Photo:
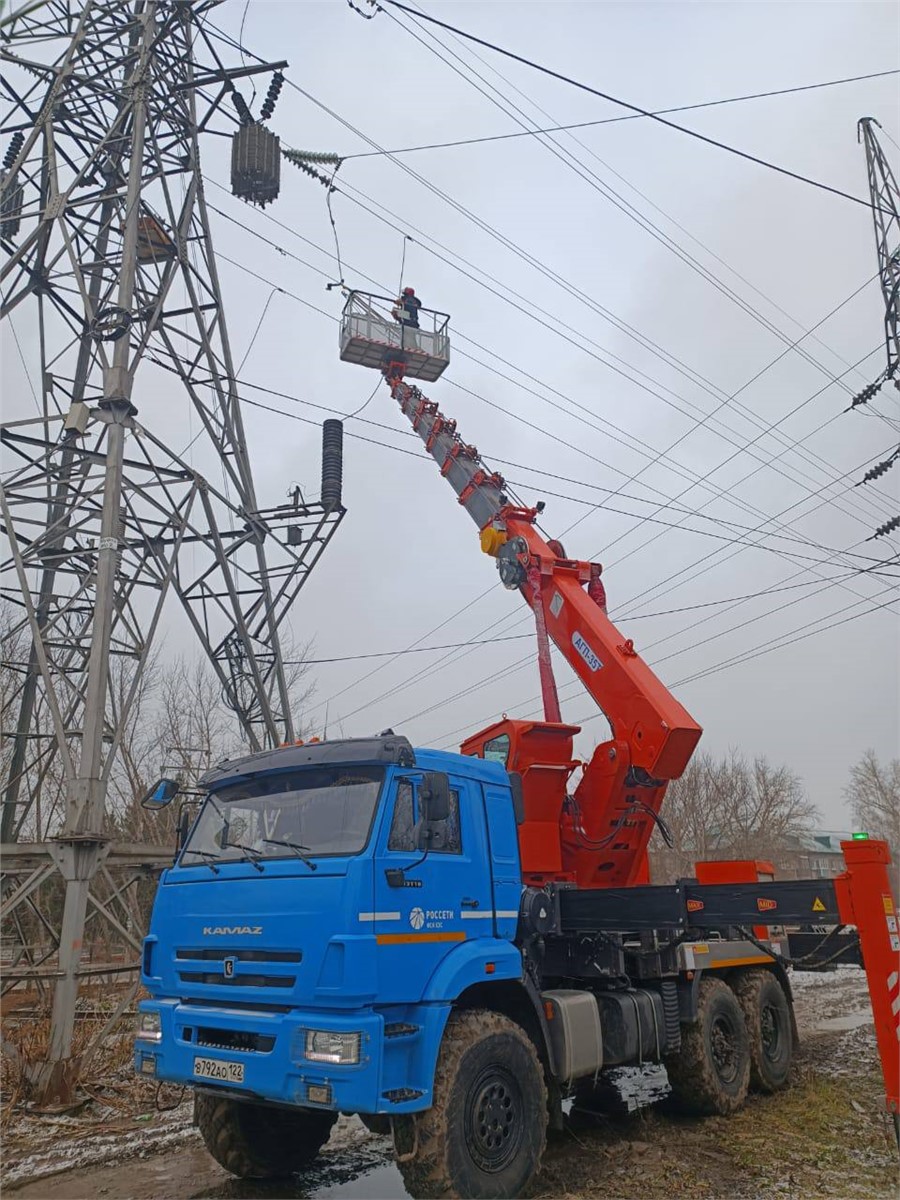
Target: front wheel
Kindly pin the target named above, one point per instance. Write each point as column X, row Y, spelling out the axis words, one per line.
column 259, row 1141
column 484, row 1135
column 711, row 1072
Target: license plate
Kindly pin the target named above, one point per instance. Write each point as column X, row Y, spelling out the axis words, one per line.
column 219, row 1068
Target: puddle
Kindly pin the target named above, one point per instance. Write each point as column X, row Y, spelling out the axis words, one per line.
column 844, row 1023
column 352, row 1175
column 382, row 1183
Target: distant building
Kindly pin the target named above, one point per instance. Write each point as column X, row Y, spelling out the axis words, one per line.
column 813, row 855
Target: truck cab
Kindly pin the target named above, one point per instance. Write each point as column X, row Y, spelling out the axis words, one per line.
column 321, row 918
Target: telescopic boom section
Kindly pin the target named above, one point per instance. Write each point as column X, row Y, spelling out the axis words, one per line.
column 597, row 837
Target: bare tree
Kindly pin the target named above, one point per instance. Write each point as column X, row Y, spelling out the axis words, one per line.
column 874, row 795
column 729, row 808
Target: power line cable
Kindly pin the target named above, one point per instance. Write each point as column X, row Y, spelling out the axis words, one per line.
column 633, row 108
column 628, row 117
column 617, row 430
column 501, row 99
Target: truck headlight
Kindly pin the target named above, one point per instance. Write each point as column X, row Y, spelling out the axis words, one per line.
column 149, row 1026
column 336, row 1048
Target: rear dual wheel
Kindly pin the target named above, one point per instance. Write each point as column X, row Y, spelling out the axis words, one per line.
column 711, row 1072
column 767, row 1014
column 484, row 1135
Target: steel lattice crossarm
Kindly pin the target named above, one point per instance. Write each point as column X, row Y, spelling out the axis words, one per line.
column 111, row 286
column 885, row 196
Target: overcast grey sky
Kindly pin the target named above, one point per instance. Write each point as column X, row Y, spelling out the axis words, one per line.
column 613, row 388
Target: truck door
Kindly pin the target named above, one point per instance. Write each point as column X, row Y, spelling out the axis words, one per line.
column 444, row 898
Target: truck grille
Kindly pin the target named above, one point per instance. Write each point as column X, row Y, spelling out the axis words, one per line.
column 214, row 954
column 213, row 959
column 234, row 1039
column 241, row 981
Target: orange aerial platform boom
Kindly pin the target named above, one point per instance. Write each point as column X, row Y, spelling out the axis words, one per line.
column 598, row 834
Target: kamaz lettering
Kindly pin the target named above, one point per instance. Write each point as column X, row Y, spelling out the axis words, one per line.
column 231, row 930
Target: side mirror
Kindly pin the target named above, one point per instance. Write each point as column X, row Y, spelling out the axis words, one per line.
column 183, row 825
column 162, row 793
column 435, row 798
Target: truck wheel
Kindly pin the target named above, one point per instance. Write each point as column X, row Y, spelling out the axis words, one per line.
column 484, row 1135
column 258, row 1141
column 711, row 1073
column 767, row 1013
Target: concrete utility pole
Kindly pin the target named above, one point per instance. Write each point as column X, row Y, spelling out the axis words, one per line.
column 111, row 269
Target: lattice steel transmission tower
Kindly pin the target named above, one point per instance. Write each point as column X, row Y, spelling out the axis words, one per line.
column 112, row 279
column 885, row 198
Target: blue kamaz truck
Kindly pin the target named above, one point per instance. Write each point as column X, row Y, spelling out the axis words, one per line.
column 454, row 945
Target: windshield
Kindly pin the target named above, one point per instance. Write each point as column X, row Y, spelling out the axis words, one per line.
column 297, row 815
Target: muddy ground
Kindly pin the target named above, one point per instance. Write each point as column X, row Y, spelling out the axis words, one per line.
column 827, row 1135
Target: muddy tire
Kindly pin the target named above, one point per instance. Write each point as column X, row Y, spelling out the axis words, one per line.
column 767, row 1013
column 484, row 1135
column 258, row 1141
column 711, row 1073
column 376, row 1122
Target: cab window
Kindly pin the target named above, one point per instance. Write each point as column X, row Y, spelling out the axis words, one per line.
column 405, row 827
column 497, row 749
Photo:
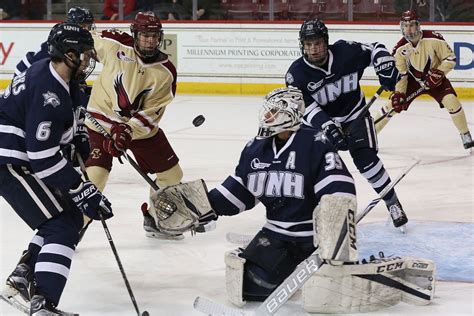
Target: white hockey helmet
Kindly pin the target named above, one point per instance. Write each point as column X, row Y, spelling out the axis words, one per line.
column 282, row 110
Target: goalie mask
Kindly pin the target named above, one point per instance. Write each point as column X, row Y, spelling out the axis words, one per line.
column 410, row 26
column 147, row 34
column 282, row 110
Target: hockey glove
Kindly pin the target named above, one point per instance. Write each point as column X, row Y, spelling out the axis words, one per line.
column 81, row 141
column 434, row 78
column 335, row 135
column 90, row 201
column 399, row 101
column 387, row 73
column 121, row 137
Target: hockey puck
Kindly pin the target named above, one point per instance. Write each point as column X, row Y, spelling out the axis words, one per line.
column 198, row 120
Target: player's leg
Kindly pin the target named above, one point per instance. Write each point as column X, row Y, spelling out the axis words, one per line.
column 50, row 251
column 362, row 143
column 155, row 155
column 60, row 235
column 446, row 96
column 253, row 274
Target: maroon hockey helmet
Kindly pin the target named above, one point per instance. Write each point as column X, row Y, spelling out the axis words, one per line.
column 407, row 18
column 147, row 22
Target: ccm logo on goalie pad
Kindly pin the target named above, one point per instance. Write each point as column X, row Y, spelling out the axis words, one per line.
column 419, row 265
column 390, row 267
column 292, row 285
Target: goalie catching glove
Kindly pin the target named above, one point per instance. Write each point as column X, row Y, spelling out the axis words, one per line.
column 182, row 207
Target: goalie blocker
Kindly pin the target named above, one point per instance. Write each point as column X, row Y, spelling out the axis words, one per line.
column 182, row 207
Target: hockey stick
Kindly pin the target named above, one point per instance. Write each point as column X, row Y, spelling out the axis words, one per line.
column 408, row 99
column 365, row 110
column 127, row 156
column 114, row 249
column 310, row 265
column 305, row 269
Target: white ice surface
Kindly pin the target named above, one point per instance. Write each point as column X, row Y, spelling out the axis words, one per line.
column 166, row 276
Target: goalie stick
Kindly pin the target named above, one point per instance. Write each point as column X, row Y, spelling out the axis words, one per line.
column 302, row 272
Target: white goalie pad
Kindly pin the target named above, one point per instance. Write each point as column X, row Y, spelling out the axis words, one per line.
column 371, row 286
column 234, row 277
column 335, row 228
column 177, row 208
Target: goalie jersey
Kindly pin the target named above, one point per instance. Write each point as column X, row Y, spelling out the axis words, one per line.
column 130, row 90
column 335, row 93
column 288, row 181
column 38, row 115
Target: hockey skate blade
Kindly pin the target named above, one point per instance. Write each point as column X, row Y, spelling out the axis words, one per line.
column 157, row 235
column 13, row 302
column 209, row 307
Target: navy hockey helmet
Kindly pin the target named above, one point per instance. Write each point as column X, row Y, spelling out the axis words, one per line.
column 81, row 16
column 149, row 23
column 282, row 110
column 68, row 37
column 312, row 29
column 410, row 17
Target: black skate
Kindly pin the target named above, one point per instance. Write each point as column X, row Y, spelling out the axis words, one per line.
column 467, row 140
column 399, row 217
column 151, row 230
column 20, row 281
column 42, row 307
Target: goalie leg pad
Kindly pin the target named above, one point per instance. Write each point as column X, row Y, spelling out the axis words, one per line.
column 420, row 275
column 371, row 286
column 335, row 228
column 234, row 277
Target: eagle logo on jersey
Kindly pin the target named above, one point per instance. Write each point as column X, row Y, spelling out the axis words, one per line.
column 51, row 98
column 127, row 108
column 121, row 55
column 420, row 75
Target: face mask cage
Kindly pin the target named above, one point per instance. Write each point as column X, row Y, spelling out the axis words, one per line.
column 410, row 37
column 281, row 111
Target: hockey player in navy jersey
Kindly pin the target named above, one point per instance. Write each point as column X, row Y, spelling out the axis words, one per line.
column 38, row 116
column 328, row 76
column 77, row 15
column 286, row 168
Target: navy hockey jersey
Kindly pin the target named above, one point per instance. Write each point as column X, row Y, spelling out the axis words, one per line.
column 335, row 93
column 38, row 115
column 289, row 181
column 30, row 58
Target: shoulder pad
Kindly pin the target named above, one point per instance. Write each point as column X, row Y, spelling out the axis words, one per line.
column 400, row 43
column 432, row 34
column 117, row 35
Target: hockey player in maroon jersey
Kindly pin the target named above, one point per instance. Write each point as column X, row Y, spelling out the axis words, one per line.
column 423, row 58
column 129, row 99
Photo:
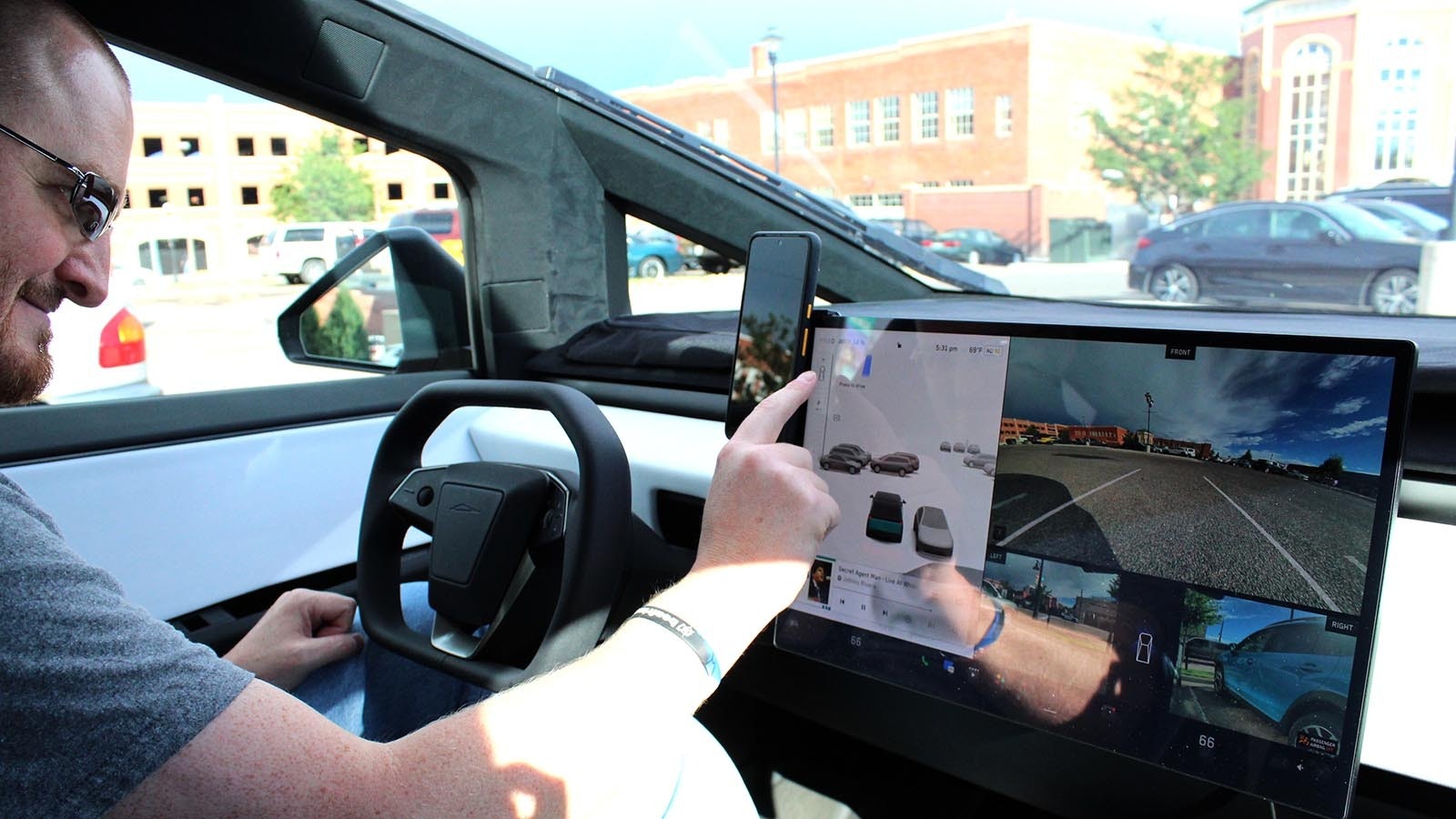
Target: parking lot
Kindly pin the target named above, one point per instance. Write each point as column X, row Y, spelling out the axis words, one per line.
column 1191, row 521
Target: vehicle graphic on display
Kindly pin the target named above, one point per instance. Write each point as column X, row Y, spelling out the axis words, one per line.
column 897, row 462
column 885, row 518
column 932, row 533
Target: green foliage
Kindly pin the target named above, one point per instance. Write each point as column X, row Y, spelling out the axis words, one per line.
column 324, row 187
column 1200, row 611
column 1176, row 135
column 341, row 336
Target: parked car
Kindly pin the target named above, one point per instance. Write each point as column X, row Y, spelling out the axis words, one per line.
column 976, row 245
column 1315, row 252
column 895, row 462
column 99, row 354
column 885, row 519
column 1295, row 672
column 932, row 532
column 917, row 230
column 303, row 251
column 1434, row 198
column 443, row 223
column 1412, row 220
column 652, row 256
column 1203, row 649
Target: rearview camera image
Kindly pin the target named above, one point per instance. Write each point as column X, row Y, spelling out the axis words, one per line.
column 1249, row 471
column 1273, row 672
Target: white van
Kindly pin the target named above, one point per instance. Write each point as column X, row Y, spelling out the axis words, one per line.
column 303, row 251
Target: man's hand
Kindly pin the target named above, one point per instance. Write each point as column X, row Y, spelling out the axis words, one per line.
column 303, row 632
column 768, row 511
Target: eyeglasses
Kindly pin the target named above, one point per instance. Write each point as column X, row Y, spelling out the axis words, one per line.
column 94, row 200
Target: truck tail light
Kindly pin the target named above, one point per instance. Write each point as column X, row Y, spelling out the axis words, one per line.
column 123, row 341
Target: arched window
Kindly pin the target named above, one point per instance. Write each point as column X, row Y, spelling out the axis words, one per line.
column 1308, row 72
column 1400, row 84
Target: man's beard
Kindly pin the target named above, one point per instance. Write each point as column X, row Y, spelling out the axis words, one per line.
column 25, row 372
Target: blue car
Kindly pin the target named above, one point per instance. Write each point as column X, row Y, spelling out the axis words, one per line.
column 652, row 256
column 1296, row 673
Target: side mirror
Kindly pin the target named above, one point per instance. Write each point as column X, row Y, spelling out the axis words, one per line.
column 395, row 303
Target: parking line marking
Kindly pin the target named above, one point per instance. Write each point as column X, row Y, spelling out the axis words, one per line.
column 1270, row 538
column 1023, row 531
column 1014, row 499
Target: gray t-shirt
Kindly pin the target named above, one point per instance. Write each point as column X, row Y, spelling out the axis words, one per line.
column 95, row 694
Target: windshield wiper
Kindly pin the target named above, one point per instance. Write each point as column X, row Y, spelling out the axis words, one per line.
column 827, row 213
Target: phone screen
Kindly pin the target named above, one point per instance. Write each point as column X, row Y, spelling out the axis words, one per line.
column 778, row 290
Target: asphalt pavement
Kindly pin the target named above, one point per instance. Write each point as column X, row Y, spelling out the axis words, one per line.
column 1200, row 522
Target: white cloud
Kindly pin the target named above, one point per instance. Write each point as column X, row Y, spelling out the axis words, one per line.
column 1358, row 428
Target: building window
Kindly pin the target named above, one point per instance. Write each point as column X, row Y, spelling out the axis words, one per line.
column 1252, row 85
column 856, row 118
column 926, row 106
column 1400, row 96
column 795, row 128
column 822, row 121
column 960, row 108
column 1004, row 116
column 1307, row 109
column 888, row 118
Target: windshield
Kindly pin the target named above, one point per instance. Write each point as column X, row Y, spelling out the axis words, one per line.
column 1069, row 128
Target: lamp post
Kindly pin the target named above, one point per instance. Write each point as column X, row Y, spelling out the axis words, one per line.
column 771, row 46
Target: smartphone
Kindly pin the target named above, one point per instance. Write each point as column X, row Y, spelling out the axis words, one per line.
column 778, row 295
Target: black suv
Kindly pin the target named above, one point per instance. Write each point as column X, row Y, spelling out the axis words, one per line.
column 1312, row 252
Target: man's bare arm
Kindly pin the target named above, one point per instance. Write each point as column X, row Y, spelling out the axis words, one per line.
column 593, row 738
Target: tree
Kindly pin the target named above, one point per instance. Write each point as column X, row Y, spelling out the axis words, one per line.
column 1177, row 135
column 324, row 187
column 341, row 334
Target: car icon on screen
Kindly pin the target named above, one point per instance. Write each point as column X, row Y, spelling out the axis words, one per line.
column 932, row 533
column 885, row 518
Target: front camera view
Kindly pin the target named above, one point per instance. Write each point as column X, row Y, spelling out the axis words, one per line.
column 1273, row 672
column 1113, row 541
column 1237, row 470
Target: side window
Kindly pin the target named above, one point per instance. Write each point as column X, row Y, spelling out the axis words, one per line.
column 1300, row 225
column 204, row 268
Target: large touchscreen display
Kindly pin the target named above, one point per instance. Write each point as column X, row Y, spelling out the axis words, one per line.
column 1167, row 545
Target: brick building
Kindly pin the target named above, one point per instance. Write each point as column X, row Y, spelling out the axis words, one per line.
column 1350, row 92
column 982, row 127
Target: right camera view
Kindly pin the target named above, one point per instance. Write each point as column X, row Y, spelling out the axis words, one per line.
column 1254, row 472
column 1273, row 672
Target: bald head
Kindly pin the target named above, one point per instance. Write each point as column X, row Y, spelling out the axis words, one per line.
column 43, row 46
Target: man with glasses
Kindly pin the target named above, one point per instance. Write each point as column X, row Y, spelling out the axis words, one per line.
column 106, row 709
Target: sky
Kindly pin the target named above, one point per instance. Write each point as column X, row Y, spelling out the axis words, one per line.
column 619, row 46
column 1290, row 407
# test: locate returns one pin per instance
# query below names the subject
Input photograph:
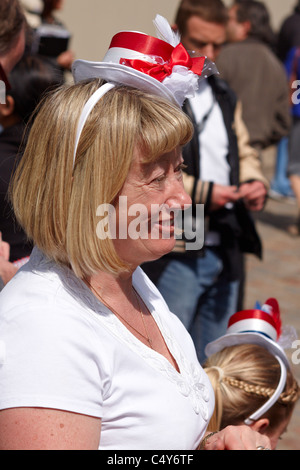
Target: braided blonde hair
(244, 377)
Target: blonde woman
(92, 357)
(251, 377)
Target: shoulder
(38, 304)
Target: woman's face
(147, 206)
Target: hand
(254, 195)
(237, 438)
(7, 270)
(222, 195)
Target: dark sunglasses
(4, 78)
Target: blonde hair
(55, 204)
(243, 378)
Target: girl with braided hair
(251, 376)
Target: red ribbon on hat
(179, 56)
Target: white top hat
(161, 66)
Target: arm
(47, 429)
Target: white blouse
(61, 348)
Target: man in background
(223, 173)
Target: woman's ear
(260, 425)
(7, 109)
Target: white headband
(92, 101)
(273, 399)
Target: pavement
(278, 275)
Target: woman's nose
(179, 198)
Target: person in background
(250, 67)
(203, 287)
(30, 79)
(293, 166)
(289, 33)
(12, 36)
(101, 363)
(251, 374)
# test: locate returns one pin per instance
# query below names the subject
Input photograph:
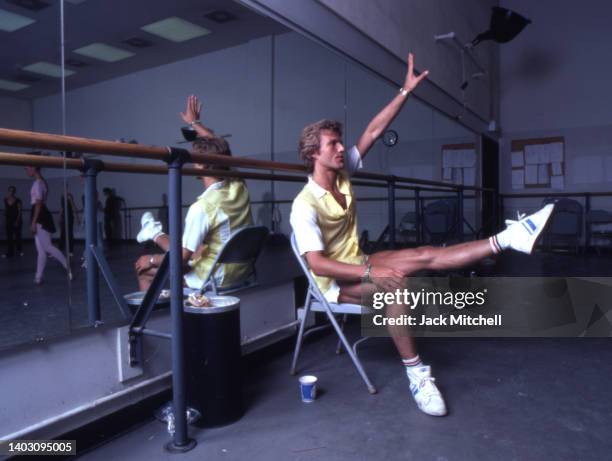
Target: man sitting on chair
(324, 222)
(223, 208)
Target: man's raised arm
(384, 118)
(191, 117)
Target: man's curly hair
(215, 145)
(310, 139)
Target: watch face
(390, 138)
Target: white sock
(413, 362)
(499, 242)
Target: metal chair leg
(339, 345)
(358, 342)
(298, 344)
(349, 349)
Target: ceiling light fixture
(138, 42)
(9, 85)
(33, 5)
(104, 52)
(176, 29)
(10, 22)
(220, 16)
(49, 69)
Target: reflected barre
(31, 139)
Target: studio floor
(508, 399)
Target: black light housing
(505, 25)
(189, 133)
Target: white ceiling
(112, 22)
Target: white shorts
(332, 293)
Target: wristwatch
(366, 275)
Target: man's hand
(387, 278)
(192, 110)
(143, 264)
(412, 80)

**Gestellte Aufgabe**
Schreiben Sie die Datensätze vom Anfang bis einschließlich der Zeile mit „column 219, row 1068“ wortgetreu ab. Die Bilder bleiben dabei weg.

**Schriftliche Antwort**
Photo:
Target: front wheel
Kindly pin the target named above, one point per instance. Write each point as column X, row Y, spelling out the axis words, one per line.
column 259, row 1141
column 484, row 1135
column 711, row 1072
Target: license plate
Kindly pin the target named above, one point per instance. Write each point as column X, row Y, spelling out the axis words, one per line.
column 219, row 1068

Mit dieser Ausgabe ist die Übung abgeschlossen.